===== Recorded information
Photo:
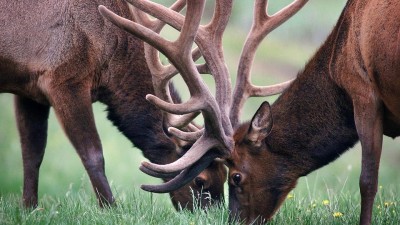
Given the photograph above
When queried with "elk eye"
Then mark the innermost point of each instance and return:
(236, 178)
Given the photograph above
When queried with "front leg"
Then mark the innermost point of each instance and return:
(73, 108)
(368, 119)
(32, 126)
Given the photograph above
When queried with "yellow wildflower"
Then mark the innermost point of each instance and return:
(337, 214)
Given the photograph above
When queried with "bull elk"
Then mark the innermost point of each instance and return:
(348, 92)
(63, 54)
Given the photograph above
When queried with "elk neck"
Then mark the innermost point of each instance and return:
(122, 86)
(314, 118)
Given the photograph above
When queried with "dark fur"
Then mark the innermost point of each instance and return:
(349, 91)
==========
■ **Job**: Please edit all the entries above by replacing "innermost point" with "central point" and leaving everything else unchanged. Omit the pictures from your version.

■ **The output**:
Photo:
Given the photograph above
When queried with "elk eye"
Then mark the central point of each instance and return:
(236, 178)
Given the photograph above
When queried with "front leg"
Then mark the central point of each instance and return:
(73, 108)
(368, 119)
(32, 126)
Given the photograph above
When queried with "yellow wildflower"
Then mark the central point of each instance and return:
(337, 214)
Given the photograph above
When queried with "bull elk"
Then mark the central point of each instance and return:
(348, 92)
(63, 54)
Given the photograph above
When queried with "elk neck"
Then mark the central point of each instance and return:
(122, 86)
(314, 118)
Given the photograph above
When queried with "dark fur"
Then mark the central point of each instance and return:
(349, 91)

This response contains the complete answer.